» Given exercise: Reproduce all of the material below with every "thickest part" changed to "widest part" and nothing else altered, leaving out the pictures.

» Given records:
◆ ◆ ◆
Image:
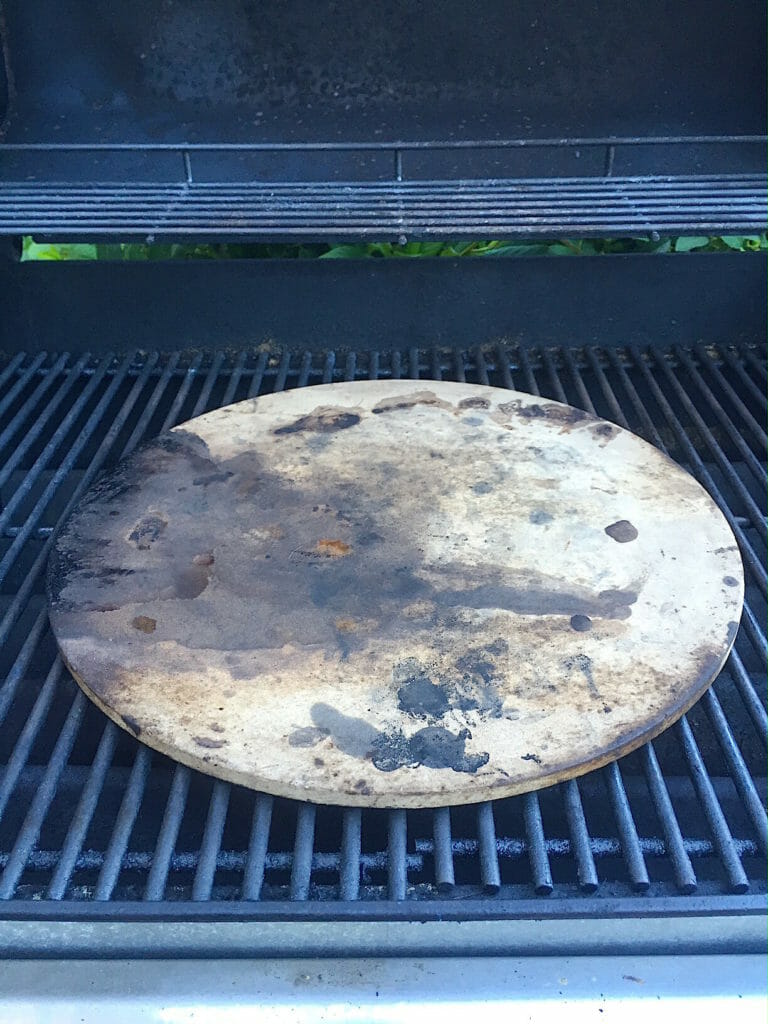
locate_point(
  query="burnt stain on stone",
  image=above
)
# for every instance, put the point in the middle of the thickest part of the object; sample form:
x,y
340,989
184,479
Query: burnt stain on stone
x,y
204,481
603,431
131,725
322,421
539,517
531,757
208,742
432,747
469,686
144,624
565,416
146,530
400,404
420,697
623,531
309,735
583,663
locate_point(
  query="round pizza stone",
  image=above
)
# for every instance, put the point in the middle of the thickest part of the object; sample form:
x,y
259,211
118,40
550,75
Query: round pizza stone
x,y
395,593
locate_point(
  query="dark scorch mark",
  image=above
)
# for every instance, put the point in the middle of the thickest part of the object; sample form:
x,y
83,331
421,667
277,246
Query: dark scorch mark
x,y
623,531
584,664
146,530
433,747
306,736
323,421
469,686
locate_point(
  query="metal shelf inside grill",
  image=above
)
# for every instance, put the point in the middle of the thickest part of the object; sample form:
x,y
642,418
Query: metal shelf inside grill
◆ ◆ ◆
» Answer for this exercise:
Image:
locate_point(
  query="burnt stain on stone",
  image=above
)
# for every instance, put the point in the middle of the widest part of the object; sample form:
x,y
340,989
184,479
Query: burnt stain on stone
x,y
204,481
603,431
131,725
322,421
539,517
531,757
208,742
432,747
469,686
144,624
565,416
146,530
400,404
420,697
623,531
309,735
583,663
locate_point(
  query="round pizza stone",
  image=above
)
# for every instance, put the point in the middle of the widest part of the object; sample form:
x,y
259,211
118,40
550,75
Query: round pizza stone
x,y
395,593
locate_point(
  query="dark scorch mark",
  image=above
)
# for every instance, put the point in the middle of the widest part of the object; sample form:
x,y
83,331
421,667
277,246
Query: dark scorch mark
x,y
623,531
584,664
146,530
433,747
306,736
323,421
469,686
locate_point(
  query="metal shelf inside grill",
  image=above
)
# for every instance, put the point in the middle of the widest part of the object; sample form:
x,y
642,418
Query: metal shelf inside grill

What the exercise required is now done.